### [DOCUMENT EXCERPT]
▼▼▼

Re: Incompleteness of Cantor's enumeration of the rational numbers (extra-ordinary)

On 24.11.2024 20:26, Jim Burns wrote:

On 11/24/2024 9:05 AM, WM wrote:

On 23.11.2024 23:10, Jim Burns wrote:

On 11/23/2024 4:39 PM, WM wrote:

On 23.11.2024 22:20, Jim Burns wrote:

 

Do you (WM) object to
  k ↦ k+1 : one.to.one

>
I don't know what that waffle should mean.

>
k ↦ k+1  means the successor operation.
>
'One.to.one' means that,
if j≠k  then j+1≠k+1
different numbers have different successors.
>
I am claiming that
different numbers have different successors.

>
Ok.

 "Ok, I understand you"
  or
"Ok, different numbers have different successors"
  ?

Yes.

▲▲▲

### [Extracted records]
▼▼▼

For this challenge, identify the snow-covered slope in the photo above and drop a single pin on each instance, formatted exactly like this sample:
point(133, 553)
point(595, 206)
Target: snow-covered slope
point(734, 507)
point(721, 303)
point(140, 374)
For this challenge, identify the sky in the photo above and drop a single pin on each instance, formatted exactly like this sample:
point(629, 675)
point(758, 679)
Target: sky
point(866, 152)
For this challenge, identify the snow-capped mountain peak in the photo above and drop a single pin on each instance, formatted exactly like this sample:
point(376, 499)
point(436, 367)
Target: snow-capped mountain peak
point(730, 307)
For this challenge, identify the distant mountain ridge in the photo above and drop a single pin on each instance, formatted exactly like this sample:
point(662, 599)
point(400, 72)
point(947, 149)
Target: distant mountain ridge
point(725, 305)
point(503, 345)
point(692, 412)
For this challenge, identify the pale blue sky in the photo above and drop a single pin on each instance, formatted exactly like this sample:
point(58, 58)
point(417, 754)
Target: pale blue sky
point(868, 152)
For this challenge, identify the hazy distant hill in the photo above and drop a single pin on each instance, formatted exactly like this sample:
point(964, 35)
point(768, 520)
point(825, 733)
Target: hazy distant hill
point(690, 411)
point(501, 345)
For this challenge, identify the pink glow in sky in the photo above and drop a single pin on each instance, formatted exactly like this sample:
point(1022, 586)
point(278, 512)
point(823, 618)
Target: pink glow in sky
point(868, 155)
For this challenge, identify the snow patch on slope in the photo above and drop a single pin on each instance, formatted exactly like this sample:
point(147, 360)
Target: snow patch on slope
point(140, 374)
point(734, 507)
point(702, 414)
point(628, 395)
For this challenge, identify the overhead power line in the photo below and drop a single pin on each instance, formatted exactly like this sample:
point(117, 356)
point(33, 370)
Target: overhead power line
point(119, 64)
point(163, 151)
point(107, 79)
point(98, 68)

▲▲▲
▼▼▼

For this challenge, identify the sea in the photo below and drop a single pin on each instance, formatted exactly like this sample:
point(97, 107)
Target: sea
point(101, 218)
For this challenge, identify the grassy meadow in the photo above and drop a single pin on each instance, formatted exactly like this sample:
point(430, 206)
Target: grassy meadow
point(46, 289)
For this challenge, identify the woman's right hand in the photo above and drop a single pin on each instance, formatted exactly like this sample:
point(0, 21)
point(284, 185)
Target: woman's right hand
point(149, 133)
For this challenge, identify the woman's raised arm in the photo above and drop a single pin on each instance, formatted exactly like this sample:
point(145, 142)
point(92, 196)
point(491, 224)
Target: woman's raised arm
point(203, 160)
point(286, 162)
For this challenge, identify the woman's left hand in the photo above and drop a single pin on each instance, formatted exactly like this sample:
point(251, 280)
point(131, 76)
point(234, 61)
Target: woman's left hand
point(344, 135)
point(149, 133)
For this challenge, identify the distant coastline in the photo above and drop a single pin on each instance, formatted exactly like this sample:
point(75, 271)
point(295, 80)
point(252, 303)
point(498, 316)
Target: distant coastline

▲▲▲

### [SET TASK 1]
Would you extract the entire forum post on the incompleteness of Cantor's enumeration of the rational numbers, word for word?
### [SET TASK 2]
Can you copy lines from the listing verbatim, starting at the line that contains "For this challenge, identify the snow-capped" and stopping after the line that contains "point(730, 307)"?

### [TASK ANSWER 1]
Re: Incompleteness of Cantor's enumeration of the rational numbers (extra-ordinary)

On 24.11.2024 20:26, Jim Burns wrote:

On 11/24/2024 9:05 AM, WM wrote:

On 23.11.2024 23:10, Jim Burns wrote:

On 11/23/2024 4:39 PM, WM wrote:

On 23.11.2024 22:20, Jim Burns wrote:

 

Do you (WM) object to
  k ↦ k+1 : one.to.one

>
I don't know what that waffle should mean.

>
k ↦ k+1  means the successor operation.
>
'One.to.one' means that,
if j≠k  then j+1≠k+1
different numbers have different successors.
>
I am claiming that
different numbers have different successors.

>
Ok.

 "Ok, I understand you"
  or
"Ok, different numbers have different successors"
  ?

Yes.

### [TASK ANSWER 2]
For this challenge, identify the snow-capped mountain peak in the photo above and drop a single pin on each instance, formatted exactly like this sample:
point(376, 499)
point(436, 367)
Target: snow-capped mountain peak
point(730, 307)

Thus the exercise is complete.